◆ BRIEF
From the data below, extract every line that contains the string "dress", copying each matching line in full. Matching is case-sensitive.

◆ Pointing entries for named objects
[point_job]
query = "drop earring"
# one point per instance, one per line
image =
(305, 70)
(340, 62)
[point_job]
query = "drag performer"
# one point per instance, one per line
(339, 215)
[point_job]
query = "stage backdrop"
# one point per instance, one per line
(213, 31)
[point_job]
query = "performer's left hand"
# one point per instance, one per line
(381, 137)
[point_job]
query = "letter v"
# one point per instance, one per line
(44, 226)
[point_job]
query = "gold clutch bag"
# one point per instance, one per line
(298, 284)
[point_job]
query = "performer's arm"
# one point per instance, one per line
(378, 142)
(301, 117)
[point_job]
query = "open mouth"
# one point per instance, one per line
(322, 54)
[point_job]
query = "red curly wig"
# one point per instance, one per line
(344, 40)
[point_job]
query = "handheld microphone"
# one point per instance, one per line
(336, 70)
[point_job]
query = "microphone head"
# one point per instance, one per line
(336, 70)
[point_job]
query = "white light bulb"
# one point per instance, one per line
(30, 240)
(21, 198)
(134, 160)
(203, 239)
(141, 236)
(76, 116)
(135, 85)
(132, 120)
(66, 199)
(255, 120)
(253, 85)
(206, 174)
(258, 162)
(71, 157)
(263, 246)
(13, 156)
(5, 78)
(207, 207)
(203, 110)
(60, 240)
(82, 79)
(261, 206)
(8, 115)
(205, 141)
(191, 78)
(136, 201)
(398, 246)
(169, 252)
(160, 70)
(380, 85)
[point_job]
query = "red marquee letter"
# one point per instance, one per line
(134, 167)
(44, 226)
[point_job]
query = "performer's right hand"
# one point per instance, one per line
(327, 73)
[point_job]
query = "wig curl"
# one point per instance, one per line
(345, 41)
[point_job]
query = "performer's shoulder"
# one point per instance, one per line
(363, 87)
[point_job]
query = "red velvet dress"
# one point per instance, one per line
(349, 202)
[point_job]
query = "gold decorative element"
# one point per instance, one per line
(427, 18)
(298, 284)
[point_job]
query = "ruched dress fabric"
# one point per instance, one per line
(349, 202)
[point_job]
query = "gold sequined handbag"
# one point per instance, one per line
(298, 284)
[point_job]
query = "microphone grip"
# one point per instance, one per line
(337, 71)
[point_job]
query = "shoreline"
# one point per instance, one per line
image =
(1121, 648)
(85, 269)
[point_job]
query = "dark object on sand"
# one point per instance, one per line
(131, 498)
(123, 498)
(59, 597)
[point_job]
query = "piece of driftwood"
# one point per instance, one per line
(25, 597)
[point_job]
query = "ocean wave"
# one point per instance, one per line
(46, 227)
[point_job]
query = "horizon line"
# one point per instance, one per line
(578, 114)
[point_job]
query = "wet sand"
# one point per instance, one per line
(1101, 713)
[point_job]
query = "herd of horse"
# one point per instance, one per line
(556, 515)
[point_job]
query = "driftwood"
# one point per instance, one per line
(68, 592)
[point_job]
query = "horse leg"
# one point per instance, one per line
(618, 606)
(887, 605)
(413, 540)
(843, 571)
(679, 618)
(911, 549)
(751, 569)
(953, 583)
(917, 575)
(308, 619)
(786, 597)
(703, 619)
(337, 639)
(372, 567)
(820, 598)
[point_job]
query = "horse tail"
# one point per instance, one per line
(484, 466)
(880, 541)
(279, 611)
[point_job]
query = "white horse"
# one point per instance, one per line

◆ TASK OUTPUT
query = "red velvet dress"
query = "ruched dress fabric"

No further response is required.